Begin Records provided

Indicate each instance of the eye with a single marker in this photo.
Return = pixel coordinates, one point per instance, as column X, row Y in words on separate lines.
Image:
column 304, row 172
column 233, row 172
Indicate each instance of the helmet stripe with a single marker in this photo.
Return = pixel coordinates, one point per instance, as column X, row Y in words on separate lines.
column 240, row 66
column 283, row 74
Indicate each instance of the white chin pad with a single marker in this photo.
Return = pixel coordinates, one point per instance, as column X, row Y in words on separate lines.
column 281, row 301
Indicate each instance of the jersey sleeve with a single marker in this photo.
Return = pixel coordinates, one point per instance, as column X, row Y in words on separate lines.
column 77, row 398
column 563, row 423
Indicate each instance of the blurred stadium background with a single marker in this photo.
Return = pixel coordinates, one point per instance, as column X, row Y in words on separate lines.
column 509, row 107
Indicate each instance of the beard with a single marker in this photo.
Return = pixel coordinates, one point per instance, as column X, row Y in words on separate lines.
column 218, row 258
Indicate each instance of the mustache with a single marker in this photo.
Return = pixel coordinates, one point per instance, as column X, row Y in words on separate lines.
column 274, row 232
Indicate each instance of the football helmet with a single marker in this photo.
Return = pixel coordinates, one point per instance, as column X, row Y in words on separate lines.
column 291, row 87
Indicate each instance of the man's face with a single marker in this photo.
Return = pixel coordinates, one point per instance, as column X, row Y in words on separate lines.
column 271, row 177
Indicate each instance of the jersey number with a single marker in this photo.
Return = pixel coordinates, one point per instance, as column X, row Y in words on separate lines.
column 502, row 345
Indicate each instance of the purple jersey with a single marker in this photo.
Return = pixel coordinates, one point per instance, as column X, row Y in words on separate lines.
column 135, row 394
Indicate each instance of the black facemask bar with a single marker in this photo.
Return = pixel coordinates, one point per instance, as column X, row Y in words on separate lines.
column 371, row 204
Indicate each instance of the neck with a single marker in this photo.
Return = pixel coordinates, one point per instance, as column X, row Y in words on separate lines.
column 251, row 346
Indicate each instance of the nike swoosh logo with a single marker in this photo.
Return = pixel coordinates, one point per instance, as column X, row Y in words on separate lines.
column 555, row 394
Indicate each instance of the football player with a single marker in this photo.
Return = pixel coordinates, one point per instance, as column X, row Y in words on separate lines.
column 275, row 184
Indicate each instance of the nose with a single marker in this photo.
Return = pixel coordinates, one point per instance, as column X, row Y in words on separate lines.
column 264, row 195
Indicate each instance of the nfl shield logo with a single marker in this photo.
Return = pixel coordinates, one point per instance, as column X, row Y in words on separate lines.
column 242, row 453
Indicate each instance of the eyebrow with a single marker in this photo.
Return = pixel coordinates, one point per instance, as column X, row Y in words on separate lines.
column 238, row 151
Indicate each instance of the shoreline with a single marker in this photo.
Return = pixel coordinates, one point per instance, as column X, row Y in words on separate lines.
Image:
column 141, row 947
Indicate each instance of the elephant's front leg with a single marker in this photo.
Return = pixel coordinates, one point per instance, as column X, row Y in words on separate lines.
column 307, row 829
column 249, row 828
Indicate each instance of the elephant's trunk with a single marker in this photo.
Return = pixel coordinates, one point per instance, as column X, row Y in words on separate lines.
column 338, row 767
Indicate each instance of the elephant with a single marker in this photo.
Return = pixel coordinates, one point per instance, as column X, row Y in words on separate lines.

End Records provided

- Problem description -
Rewrite all of the data above, replacing every occurrence of "marker" with "dot" and leaving everything else unchanged.

- Exercise result -
Indicate each instance of the eye with a single dot in this photo.
Return = pixel coordinates, one point per instance, as column X, row Y in words on separate lines.
Image:
column 304, row 172
column 233, row 172
Indicate each instance of the helmet stripe with a single dot in this photo.
Return = pixel coordinates, one point per instance, as column X, row Y in words on separate lines.
column 240, row 66
column 283, row 74
Indicate each instance of the white chin pad with a single dot in this photo.
Return = pixel coordinates, one point per instance, as column X, row Y in words on separate lines.
column 281, row 301
Indicate each instance of the jersey sleeve with a single dot in this photo.
Return = pixel coordinates, one point per instance, as column X, row Y in words on separate lines.
column 77, row 398
column 563, row 423
Indicate each instance of the blurred stadium background with a single dot in this photo.
Return = pixel coordinates, one point per instance, as column X, row Y in words on separate lines.
column 509, row 107
Indicate each instance of the beard with a single dot in this photo.
Return = pixel coordinates, one point per instance, as column X, row Y in words on separate lines.
column 218, row 258
Indicate each instance of the mustache with a single dot in this photo.
Return = pixel coordinates, one point per instance, as column X, row Y in words on separate lines.
column 274, row 232
Indicate each instance of the football helmet with a single dot in this photo.
Return = pixel coordinates, one point per instance, as column X, row Y in words on separate lines.
column 291, row 87
Indicate each instance of the man's face with a single dot in this photo.
Return = pixel coordinates, one point per instance, as column X, row Y in words on separate lines.
column 271, row 177
Indicate each instance of the jersey number with a single dot in this photo.
Return = pixel coordinates, one point per instance, as column X, row Y in words on separate lines.
column 502, row 345
Indicate each instance of the purple jersey with a single dot in this photo.
Return = pixel coordinates, one point per instance, as column X, row Y in words on separate lines.
column 135, row 394
Indicate each instance of the black facemask bar with a single dot in this photo.
Return = pixel coordinates, one point per instance, as column X, row Y in words on separate lines.
column 371, row 204
Indicate each instance of the neck with a single dot in this photo.
Return = pixel coordinates, one point per instance, as column X, row Y in words on separate lines.
column 251, row 346
Indicate each instance of the nike swoosh logo with a single dot in this photo.
Return = pixel coordinates, one point per instance, as column X, row Y in words on separate lines.
column 555, row 394
Indicate each instance of the football player with a single dot in this photo.
Return = pixel coordinates, one point per instance, as column X, row Y in words on separate lines.
column 275, row 184
Indicate each instance of the nose with a single dot in this photo.
Return = pixel coordinates, one point per instance, as column X, row Y in words on separate lines.
column 264, row 195
Indicate each instance of the nfl shield logo with a single dot in this photo.
Return = pixel coordinates, one point per instance, as column X, row Y in words on separate lines.
column 242, row 453
Indicate each instance of the eyebrow with a single dot in this photo.
Return = pixel coordinates, one point per instance, as column X, row Y in words on separate lines.
column 238, row 151
Indicate each instance of the shoreline with a single dot in this photo.
Return = pixel coordinates, one point per instance, as column X, row Y in words on separate lines.
Image:
column 141, row 947
Indicate each instance of the elephant's front leg with a single dot in this photo.
Return = pixel coordinates, one point per instance, as column X, row Y in words on separate lines.
column 307, row 829
column 249, row 828
Indicate each instance of the elephant's trunk with a single dot in this photo.
Return = pixel coordinates, one point per instance, as column X, row Y in words on separate lines.
column 338, row 767
Indicate each instance of the elephant with a single dot in this photo.
Return = pixel coordinates, one point per instance, as column X, row Y in words on separate lines.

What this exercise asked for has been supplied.